News ArchivesRead News

Mesa Musings: Ali inspires my fight with Parkinson's

Wednesday January 25, 2012

Jim Carnett

Daily Pilot - Several nights ago I dreamed I met heavyweight boxing champ and cultural icon, Muhammad Ali.

He turned 70 last week.

Though I've been a fan for decades, I confess I've never dreamed of him before.

The setting was a surreal, red carpet-like environment, and I was positioned behind a roped-off area with hundreds of other fans.

He stood before us, unsmiling, distinguished, regal. He must have been 10 feet tall.

Impetuously, I ducked beneath the restraining rope and sprinted over to where he was, catching the security guard's unawares. As I stood before him he took a suspicious side step, as if to avoid me.

"No, Mr. Ali, you don't understand. I'm not a whacko fan," I said. "You and I are simpatico. We both have Parkinson's disease."

With my blunt declamation he stepped forward, put a large muscular arm across my shoulders, gave me a smile and escorted me away from the crowd so that we could chat.

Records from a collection
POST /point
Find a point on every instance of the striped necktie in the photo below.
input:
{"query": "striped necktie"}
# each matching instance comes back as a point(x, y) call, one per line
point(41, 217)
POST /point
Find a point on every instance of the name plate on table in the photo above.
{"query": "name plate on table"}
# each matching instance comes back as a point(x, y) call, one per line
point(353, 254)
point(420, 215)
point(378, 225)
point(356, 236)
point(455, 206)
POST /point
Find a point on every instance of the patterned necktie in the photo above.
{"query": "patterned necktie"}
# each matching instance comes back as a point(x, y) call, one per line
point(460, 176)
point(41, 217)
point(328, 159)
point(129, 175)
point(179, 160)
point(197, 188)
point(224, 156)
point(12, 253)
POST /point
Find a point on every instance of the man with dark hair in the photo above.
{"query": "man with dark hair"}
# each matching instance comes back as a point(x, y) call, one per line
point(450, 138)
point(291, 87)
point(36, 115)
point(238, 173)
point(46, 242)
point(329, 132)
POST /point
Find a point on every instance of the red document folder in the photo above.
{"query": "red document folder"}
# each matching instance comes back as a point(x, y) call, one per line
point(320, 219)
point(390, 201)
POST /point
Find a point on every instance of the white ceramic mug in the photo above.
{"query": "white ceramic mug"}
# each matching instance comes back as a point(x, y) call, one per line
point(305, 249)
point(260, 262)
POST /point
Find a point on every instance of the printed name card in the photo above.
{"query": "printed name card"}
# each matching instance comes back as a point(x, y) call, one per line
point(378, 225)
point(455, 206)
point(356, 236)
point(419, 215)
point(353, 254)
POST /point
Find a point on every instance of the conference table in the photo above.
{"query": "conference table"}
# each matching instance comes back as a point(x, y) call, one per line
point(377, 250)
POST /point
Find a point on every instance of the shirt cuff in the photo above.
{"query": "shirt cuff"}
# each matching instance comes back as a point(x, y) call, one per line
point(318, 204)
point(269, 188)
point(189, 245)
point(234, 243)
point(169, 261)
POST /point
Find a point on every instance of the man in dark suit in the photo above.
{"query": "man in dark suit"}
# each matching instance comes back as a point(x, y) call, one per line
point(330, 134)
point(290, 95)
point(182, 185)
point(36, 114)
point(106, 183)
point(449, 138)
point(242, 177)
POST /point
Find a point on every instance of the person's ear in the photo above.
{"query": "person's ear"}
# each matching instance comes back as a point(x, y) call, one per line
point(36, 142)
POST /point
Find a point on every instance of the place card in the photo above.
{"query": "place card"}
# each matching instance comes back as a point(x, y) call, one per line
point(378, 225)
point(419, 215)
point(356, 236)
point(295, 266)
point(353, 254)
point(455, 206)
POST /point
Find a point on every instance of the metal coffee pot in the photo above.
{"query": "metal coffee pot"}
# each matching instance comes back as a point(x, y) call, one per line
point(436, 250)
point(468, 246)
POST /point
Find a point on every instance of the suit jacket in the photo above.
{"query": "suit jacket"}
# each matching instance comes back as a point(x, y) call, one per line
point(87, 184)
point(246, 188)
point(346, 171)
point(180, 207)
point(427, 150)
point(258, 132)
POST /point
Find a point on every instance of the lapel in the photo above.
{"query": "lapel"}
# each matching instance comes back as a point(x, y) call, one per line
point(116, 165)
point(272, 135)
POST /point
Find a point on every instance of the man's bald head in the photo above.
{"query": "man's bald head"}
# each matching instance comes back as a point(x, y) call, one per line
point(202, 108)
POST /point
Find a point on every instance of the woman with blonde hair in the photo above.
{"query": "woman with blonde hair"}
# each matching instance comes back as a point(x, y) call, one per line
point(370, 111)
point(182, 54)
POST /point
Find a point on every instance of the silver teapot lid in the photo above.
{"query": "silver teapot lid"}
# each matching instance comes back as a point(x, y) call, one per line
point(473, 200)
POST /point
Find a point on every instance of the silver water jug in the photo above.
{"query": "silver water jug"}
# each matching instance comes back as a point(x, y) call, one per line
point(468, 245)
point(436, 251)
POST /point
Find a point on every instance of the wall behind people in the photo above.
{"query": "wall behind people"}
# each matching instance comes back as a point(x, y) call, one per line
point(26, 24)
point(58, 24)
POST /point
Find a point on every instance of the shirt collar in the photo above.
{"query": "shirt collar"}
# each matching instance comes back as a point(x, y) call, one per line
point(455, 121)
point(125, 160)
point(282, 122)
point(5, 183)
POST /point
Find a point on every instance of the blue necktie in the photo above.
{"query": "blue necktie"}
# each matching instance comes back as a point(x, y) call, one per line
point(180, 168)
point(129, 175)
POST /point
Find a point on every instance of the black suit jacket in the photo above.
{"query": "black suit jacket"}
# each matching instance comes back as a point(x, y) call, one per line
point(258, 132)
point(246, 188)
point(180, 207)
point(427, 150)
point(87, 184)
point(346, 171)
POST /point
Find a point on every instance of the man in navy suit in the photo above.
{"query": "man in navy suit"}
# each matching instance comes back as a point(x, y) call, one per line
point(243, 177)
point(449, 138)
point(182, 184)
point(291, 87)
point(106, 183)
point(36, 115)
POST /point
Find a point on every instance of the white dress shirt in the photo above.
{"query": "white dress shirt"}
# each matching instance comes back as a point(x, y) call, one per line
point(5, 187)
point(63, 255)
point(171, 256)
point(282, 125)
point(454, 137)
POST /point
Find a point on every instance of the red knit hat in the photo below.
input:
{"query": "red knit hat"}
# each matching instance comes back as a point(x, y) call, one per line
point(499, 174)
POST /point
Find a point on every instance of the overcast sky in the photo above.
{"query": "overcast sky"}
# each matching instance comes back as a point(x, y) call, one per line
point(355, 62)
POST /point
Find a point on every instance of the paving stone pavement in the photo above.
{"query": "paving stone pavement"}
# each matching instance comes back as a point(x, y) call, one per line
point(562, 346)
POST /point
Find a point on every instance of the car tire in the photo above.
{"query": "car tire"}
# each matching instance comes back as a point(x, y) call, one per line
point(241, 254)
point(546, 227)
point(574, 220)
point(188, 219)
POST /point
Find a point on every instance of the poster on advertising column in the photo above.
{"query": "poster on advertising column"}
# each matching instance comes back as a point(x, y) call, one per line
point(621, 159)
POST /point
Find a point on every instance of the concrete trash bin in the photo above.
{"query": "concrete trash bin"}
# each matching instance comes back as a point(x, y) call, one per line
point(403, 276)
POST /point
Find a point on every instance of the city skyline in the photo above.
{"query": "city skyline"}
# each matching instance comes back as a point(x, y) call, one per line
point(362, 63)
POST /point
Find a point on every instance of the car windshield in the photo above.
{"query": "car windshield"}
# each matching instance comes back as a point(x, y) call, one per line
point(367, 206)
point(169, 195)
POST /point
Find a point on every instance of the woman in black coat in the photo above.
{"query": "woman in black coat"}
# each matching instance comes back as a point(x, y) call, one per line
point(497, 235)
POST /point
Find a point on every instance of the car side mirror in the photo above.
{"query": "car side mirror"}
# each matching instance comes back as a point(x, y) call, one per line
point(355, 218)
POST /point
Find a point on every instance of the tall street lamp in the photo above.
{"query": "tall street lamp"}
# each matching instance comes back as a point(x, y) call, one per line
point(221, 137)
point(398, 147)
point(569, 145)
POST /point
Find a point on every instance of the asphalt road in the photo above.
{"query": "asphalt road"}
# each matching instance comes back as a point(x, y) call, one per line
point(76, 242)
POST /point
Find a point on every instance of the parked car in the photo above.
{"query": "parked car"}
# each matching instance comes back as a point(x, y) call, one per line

» **What is expected**
Resume the Muhammad Ali and Parkinson's column, starting after its final sentence, in which Ali leads the writer away from the crowd so they can chat. The records are separate material with no connection to the column.

» **Result of this task**
So ended my dream.

Parkinson's is a degenerative brain disorder that causes nerve cells to die or become impaired. Patients exhibit such symptoms as tremors or shaking, slowness of movement, rigidity or stiffness, and balance difficulties. Other signs include a shuffling gate, cognitive problems or muffled speech.

My first memory of Ali is as a cheeky light heavyweight gold medalist at the 1960 Rome Olympics. His name then was Cassius Clay.

In Miami on the evening of Feb. 25, 1964, he fought heavily favored Sonny Liston for the world heavyweight title.

I'd been a U.S. Army private for exactly 11 days, and was pulling KP duty that night in my basic training company at Fort Ord. The mess sergeant graciously allowed us to sit at a mess hall dining table and listen to the bout on the radio. As I recall, it was a chilly and damp Monterey evening.

As we awaited the opening bell we were convinced that Liston would thrash the young braggart to a bloody and penitent pulp.

Clay audaciously predicted at the pre-fight weigh-in that he'd relentlessly pursue the powerful and plodding Liston, and would "float like a butterfly and sting like a bee." What nerve!

Float and sting he did.

Clay shocked the world. He was ahead on points by the third round. In the fifth, he landed flurries of combinations to take control of the fight, and then dominated the sixth. Liston failed to answer the bell for the seventh.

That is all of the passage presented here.